» **Work to complete**
Reproduce the listing exactly, with no pictures in your copy.
--- Begin ---
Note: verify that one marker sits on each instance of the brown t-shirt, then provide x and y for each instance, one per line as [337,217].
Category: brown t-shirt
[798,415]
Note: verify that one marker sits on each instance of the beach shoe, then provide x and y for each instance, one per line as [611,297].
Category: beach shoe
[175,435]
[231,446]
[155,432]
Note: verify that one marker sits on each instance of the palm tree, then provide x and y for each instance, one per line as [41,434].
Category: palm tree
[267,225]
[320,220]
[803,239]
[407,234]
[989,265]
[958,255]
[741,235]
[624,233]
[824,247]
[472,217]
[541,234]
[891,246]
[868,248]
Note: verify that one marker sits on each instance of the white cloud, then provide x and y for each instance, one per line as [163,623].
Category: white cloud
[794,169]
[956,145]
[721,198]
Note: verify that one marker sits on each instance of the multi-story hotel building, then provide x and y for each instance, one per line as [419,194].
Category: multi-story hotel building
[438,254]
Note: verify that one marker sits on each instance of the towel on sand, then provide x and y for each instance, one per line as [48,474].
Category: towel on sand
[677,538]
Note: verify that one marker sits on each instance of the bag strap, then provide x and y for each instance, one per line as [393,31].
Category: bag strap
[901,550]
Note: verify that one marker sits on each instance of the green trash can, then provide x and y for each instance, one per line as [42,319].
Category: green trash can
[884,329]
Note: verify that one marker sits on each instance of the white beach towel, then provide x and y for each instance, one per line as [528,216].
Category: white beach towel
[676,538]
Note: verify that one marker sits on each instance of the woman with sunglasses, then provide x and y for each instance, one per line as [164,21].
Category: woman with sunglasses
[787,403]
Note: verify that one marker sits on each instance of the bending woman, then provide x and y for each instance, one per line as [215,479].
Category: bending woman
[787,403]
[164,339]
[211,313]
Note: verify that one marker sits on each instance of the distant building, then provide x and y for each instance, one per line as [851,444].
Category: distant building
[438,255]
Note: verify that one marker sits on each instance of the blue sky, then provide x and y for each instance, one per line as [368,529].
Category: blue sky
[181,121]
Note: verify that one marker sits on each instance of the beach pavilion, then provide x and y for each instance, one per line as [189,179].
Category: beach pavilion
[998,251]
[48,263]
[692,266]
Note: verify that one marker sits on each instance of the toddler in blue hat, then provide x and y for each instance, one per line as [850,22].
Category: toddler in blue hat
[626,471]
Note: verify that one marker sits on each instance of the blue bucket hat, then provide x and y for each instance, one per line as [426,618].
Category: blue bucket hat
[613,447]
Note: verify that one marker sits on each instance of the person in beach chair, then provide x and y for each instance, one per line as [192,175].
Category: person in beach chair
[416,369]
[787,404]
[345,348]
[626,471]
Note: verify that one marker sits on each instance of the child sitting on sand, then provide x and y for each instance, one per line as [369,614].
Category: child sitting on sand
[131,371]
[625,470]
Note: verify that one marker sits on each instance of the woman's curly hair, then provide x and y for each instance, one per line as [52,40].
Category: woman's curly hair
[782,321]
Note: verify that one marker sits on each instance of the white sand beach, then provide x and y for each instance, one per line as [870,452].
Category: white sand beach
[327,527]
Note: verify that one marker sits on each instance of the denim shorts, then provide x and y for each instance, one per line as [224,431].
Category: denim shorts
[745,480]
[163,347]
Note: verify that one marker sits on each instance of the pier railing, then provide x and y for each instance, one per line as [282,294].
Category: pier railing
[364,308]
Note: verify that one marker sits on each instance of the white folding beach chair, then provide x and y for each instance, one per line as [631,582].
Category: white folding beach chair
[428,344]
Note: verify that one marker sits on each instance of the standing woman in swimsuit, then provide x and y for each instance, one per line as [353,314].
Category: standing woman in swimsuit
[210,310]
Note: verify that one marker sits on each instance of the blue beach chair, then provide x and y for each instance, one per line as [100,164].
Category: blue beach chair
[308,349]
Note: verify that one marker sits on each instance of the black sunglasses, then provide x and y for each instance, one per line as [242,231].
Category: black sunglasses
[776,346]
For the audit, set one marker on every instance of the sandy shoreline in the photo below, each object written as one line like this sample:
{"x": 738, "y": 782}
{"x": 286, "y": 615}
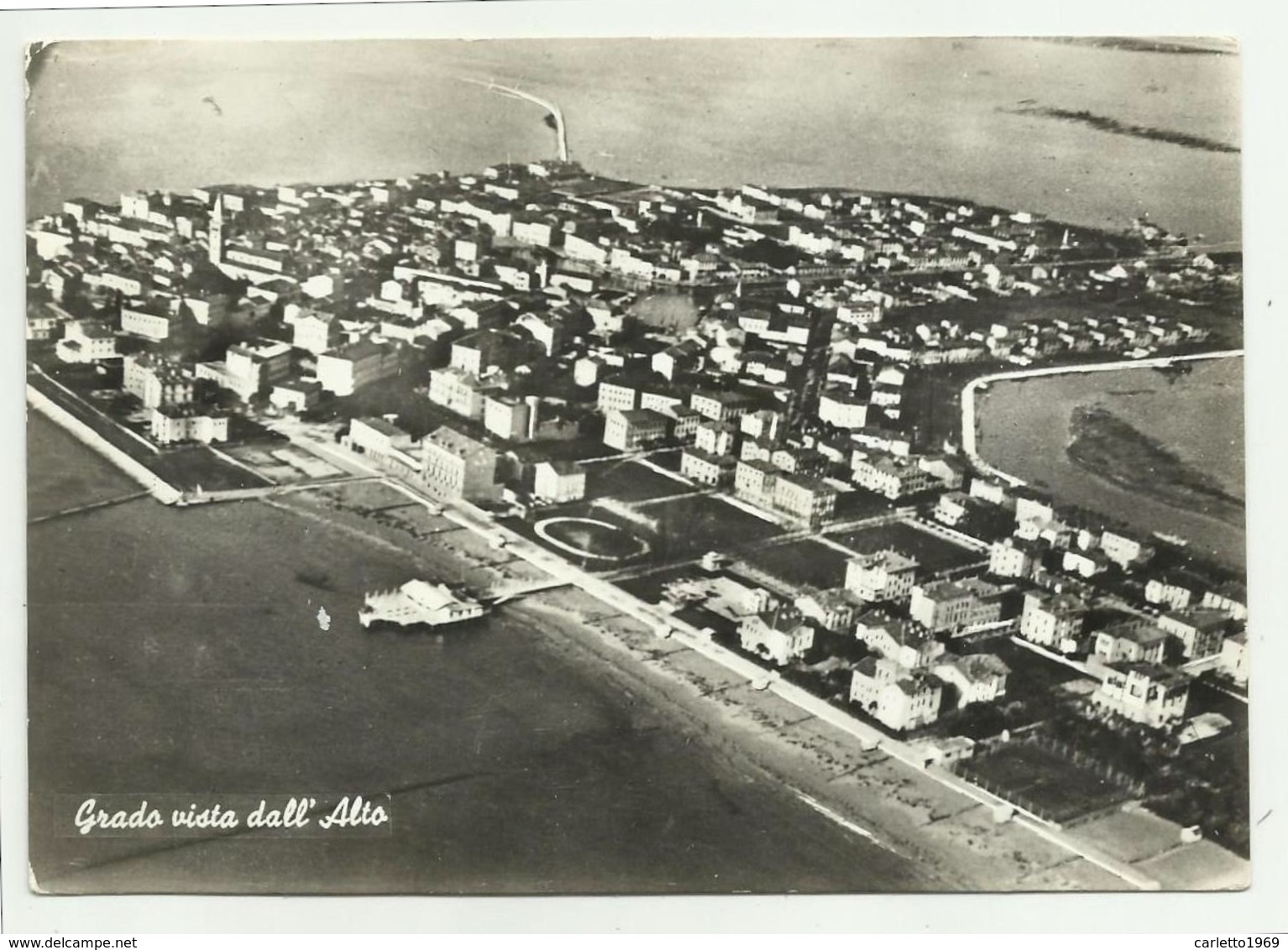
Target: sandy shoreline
{"x": 952, "y": 839}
--- End ---
» **Solution to this exercise**
Note: verify that one marker sits on each instance of the brown t-shirt, then provide x and y for each instance, one per line as [337,217].
Category: brown t-shirt
[798,415]
Note: verify that one marker sits on each instance of the beach shoe, then provide x and y for each instance, one per line as [611,297].
Category: beach shoe
[175,435]
[231,446]
[155,432]
Note: verify that one marker sits on each instance of the palm tree, then provide x and y for each instance, one per line as [41,434].
Category: palm tree
[267,225]
[320,220]
[803,239]
[407,234]
[989,265]
[958,255]
[741,235]
[624,233]
[824,247]
[472,217]
[541,234]
[891,246]
[868,248]
Note: verify that one marker sits on each instance of the white cloud, then provide x and y for each instance, one per line as [163,623].
Category: white cloud
[794,169]
[956,145]
[721,198]
Note: verify that one marker sits on each instance of the multi-story hotel building, then provide x and y for each instance, one per line as [419,194].
Category: multi-story hotel building
[438,254]
Note: verify that one marker sits on each instance of the towel on sand, then provide x and y for each instance, one per line as [48,474].
Category: towel on sand
[677,538]
Note: verify that one marker sits on each instance of the bag strap, then provide x and y for each instance, one per line as [393,31].
Category: bag strap
[901,550]
Note: verify that one marker sits on each instance of the green trash can, then provide x and y for each instance, one per line as [42,319].
Category: green trash can
[884,329]
Note: verify that one marker sits on each instance of the white beach towel, then provide x and y for each instance, one per line as [528,216].
Category: white beach towel
[676,538]
Note: verify that one marker sits on each instance of the woman with sunglasses, then provide x and y for each instance, one per line as [164,21].
Category: woman with sunglasses
[787,403]
Note: verify that one marker sits on each instance of the bending woman, then provide x and y for each instance, one per line as [215,479].
Category: bending woman
[787,403]
[164,339]
[211,313]
Note: verify that one marker sits on each instance of the distant building, then provide x and y for each instance, one per line as [851,444].
Category: distant building
[438,255]
Note: verify that one marker sits on each instance of the blue sky, then provide x and y for each instance, one per line as [368,529].
Category: blue sky
[181,121]
Note: verify that one marker sits on each instance of the beach pavilion, then provide x and y for each instance, one per line as [189,179].
Category: beach pavilion
[998,251]
[48,263]
[692,266]
Note: verify that one marker sits on each instance of the toddler in blue hat, then provide x and y for each instance, one per line as [850,22].
Category: toddler in blue hat
[626,471]
Note: verify that one marker sits on each instance of the blue bucket hat, then provide x and y for each instance, one per line as [426,618].
Category: blue bucket hat
[613,447]
Note: verify that one marker sits on each instance of the person in beach chair, then provide x and y for each instance, one per line as [192,175].
Category: person in beach chair
[416,369]
[787,404]
[345,348]
[626,471]
Note: verify that one marker sits on each instance of the child sitting on sand, then provide x and y for each instance, one per line as [369,614].
Category: child sitting on sand
[131,371]
[625,470]
Note: verify that one marker sits on each instance of the woman's curly hair, then provide x and y for each instance, one per line as [52,40].
Category: woman's curly hair
[782,321]
Note: verify that one marker sits on each instance of the white sand beach, then provide x and y for each instance, one per line as [870,452].
Category: white sand beach
[327,527]
Note: verify that one marker sits on each instance of the denim shorts, then provide x and y for each instance, one per line as [224,431].
Category: denim shorts
[745,480]
[163,347]
Note: verify that one marker sits on each instance of the pier railing, then provide x and y for each instance, one per line as [282,294].
Category: pier railing
[364,308]
Note: verify that one marker sits on each instance of the white folding beach chair, then provide x and y for each instance, one per line as [631,582].
Category: white folding beach chair
[428,344]
Note: verify that one marker sits on each instance of the standing woman in swimsuit, then provide x and y for each instance, one per line as [353,314].
Category: standing woman in swimsuit
[210,310]
Note: verify that one marker sits on each instance of the blue beach chair, then provide x and y for each instance, one per line as [100,164].
Category: blue beach chair
[308,349]
Note: verify that one marker sits on each instance of the black sunglasses, then provide x and y for each instance, one per line as [242,231].
Category: black sunglasses
[776,346]
For the audit, set one marker on every instance of the sandy shoreline in the photo below, each object written as one line like this sample:
{"x": 738, "y": 782}
{"x": 286, "y": 615}
Target: sandy shoreline
{"x": 952, "y": 839}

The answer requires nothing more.